**Task directions**
In the listing below, find the line containing "The prompts inside" and the line containing "positive clicks: (211, 201)". Repeat exactly those two lines and every line between them, nothing more.

**Dataset excerpts**
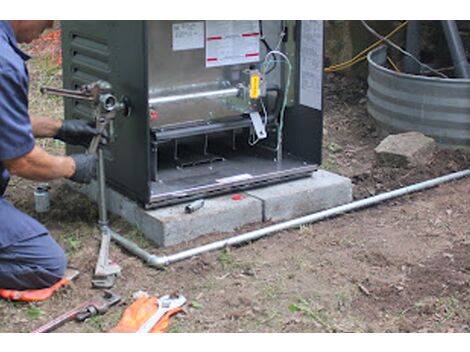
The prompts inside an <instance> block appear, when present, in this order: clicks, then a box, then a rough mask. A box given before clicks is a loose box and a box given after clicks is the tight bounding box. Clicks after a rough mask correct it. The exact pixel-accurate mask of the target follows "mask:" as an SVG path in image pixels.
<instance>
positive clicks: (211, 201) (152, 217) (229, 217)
...
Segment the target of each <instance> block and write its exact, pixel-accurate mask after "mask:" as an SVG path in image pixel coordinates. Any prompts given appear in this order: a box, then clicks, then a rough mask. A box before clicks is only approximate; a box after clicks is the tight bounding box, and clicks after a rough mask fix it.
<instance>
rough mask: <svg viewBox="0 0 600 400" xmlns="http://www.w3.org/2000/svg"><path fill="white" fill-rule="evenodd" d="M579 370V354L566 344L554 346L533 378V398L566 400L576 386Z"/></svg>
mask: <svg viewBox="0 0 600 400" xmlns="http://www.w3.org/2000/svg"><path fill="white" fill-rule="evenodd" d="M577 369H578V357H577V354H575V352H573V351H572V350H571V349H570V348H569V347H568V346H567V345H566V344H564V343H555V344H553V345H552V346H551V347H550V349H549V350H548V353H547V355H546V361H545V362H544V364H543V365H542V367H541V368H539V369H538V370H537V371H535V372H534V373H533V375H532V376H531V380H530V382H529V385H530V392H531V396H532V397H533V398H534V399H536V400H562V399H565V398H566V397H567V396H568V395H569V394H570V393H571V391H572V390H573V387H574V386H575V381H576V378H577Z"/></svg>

**Answer box**
The prompts inside an <instance> block appear, when present, in this order: clicks, then a box, then a rough mask. A box given before clicks is a loose box and a box given after clicks is the tight bounding box. Clicks after a rough mask correct it. The exact pixel-accurate mask of the target follows "mask:" as an SVG path in image pixels.
<instance>
positive clicks: (211, 201) (152, 217) (229, 217)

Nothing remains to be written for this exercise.